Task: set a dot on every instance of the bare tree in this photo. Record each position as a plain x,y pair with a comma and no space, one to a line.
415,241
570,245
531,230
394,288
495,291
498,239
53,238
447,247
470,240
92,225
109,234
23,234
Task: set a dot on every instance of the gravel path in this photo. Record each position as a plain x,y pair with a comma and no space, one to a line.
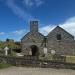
36,71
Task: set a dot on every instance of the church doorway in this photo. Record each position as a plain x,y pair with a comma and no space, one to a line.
34,50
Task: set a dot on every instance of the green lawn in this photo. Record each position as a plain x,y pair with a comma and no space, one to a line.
4,65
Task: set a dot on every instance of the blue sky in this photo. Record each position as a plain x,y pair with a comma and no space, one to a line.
16,14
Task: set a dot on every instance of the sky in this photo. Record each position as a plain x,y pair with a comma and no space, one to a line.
15,16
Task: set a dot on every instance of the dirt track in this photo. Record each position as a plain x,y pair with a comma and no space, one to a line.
36,71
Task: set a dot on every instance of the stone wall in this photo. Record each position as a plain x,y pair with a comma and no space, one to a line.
65,46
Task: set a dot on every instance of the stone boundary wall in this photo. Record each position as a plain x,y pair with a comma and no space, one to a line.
34,62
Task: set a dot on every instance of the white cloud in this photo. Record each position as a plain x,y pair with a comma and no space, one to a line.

• [INSTRUCTIONS FOR THE TASK]: Please retype the records above exactly, excluding every picture.

• [FINISHED TASK]:
Task: set a dot on every instance of the bare tree in this photo. Record each position as a plain x,y pair with a comma and no space, one to a line.
415,241
570,245
531,230
394,288
495,291
498,239
53,238
447,247
470,240
92,225
109,234
23,234
Task: set a dot on every instance of the gravel path in this photo. Record each position as a plain x,y pair with a comma and no space, one to a line.
36,71
Task: set a dot on every instance of the church doorway in this photo. Record each position as a plain x,y pair with a comma and no space, one to a line.
34,50
Task: set a dot on every instance of the green lawn in this photo. Record each position as a plain x,y pair with a comma and no space, one to a line.
4,65
Task: set a dot on every instance of the blue sky in this photo. Record each position as a plain x,y pair with a comma and no space, one to a line.
16,14
Task: set a dot on every instance of the sky in this photo. Record each position as a plain x,y pair with a comma and no space, one to a line.
15,16
Task: set a dot on every instance of the dirt track in this photo. Record each position as a plain x,y pair with a comma and no space, one to a line.
36,71
Task: set a dot on every instance of the stone wall in this photo. Record each position as a plain x,y pair with a comma and no space, one to a line.
65,46
Task: set a dot on every instance of the stone boundary wall in this photo. Record each position as a plain x,y pair with a comma and no space, one to a line.
34,62
Task: set a dot on every instance of the white cloud in this photo. Record each position as a plain x,y pair with a comma and no space, one to a line.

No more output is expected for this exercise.